Exercise 1:
In the market commentary, what has made the increased movement of liquidity possible?
Exercise 2:
Update the part of the market commentary that opens with the words containing "In recent times, the" and closes with "situation in India.", putting "unstable" in place of "volatile".

*** Reading passage ***

In recent times, the market has been very volatile. The reason is the increased movement of liquidity in the market. This has been possible due to the FII Flows. The demand and supply of stocks and options has been increasing lately which has resulted in quick price movements in index and shares. All of this is possible due to the all time high price level achievements from Indexes and major Nifty 50 stocks. The market has been witnessing a constant bull rally since the last 2 months without any drain in the price levels for more than 2 straight days. However this time the situation has been different. The market has been witnessing a price correction right now. The traders and investors are under a Sudden panic due to the profit booking situation in India.
Currently the situation is such that even when the Global indices like S&P, Dow Jones, DAX, Nasdaq etc. haven been posting positive gains, the Indian Indexes haven’t been able to revive again. The case before was different. However the situation was, even if the global indices were going down, Indian indexes would hold up the market flow and never turn red or go below the previous day’s lows. Hence the trend is definitely seen changing right now.

*** End of Reading passage ***
*** Data for review ***

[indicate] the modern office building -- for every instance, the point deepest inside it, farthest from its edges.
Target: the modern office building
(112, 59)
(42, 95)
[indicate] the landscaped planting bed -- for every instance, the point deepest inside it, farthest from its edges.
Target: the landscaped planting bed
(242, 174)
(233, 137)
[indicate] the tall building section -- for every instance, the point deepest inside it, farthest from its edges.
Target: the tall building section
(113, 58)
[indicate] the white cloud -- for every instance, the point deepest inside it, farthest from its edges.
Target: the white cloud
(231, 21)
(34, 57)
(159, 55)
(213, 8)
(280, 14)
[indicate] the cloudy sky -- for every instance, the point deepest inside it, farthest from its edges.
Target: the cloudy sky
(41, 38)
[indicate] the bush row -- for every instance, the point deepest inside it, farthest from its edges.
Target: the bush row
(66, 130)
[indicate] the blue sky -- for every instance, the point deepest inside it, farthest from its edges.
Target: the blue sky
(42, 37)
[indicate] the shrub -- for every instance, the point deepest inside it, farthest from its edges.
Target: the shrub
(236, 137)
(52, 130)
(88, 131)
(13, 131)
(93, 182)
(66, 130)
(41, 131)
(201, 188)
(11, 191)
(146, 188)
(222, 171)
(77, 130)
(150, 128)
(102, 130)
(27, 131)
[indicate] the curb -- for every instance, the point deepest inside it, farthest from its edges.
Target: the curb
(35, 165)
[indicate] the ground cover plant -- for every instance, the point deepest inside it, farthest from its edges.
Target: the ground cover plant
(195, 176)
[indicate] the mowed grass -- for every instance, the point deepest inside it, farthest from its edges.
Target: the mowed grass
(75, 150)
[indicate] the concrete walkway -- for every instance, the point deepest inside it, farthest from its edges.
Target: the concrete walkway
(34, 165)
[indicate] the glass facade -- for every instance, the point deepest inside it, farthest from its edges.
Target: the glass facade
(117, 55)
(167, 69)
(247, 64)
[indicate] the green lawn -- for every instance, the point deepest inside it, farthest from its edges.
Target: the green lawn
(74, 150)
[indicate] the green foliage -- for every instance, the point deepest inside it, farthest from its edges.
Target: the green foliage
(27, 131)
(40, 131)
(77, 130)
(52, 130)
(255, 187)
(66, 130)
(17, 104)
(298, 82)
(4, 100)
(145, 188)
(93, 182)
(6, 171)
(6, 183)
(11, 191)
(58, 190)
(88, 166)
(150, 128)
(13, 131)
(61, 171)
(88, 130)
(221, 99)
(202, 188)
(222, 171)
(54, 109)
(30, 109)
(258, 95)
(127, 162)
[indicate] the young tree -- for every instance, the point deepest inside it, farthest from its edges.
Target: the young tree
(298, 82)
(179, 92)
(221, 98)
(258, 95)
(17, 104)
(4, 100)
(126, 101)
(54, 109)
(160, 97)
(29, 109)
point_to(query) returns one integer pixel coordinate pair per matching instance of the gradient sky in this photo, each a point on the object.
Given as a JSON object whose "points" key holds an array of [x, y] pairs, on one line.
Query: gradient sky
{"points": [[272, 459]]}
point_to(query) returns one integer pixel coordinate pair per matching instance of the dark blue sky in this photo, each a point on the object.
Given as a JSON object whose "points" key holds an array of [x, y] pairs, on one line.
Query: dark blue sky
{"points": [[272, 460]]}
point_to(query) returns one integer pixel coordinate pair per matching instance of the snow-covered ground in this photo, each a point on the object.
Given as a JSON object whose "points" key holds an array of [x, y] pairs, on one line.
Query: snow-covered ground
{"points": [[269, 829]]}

*** End of Data for review ***

Response 1:
The FII Flows.

Response 2:
In recent times, the market has been very unstable. The reason is the increased movement of liquidity in the market. This has been possible due to the FII Flows. The demand and supply of stocks and options has been increasing lately which has resulted in quick price movements in index and shares. All of this is possible due to the all time high price level achievements from Indexes and major Nifty 50 stocks. The market has been witnessing a constant bull rally since the last 2 months without any drain in the price levels for more than 2 straight days. However this time the situation has been different. The market has been witnessing a price correction right now. The traders and investors are under a Sudden panic due to the profit booking situation in India.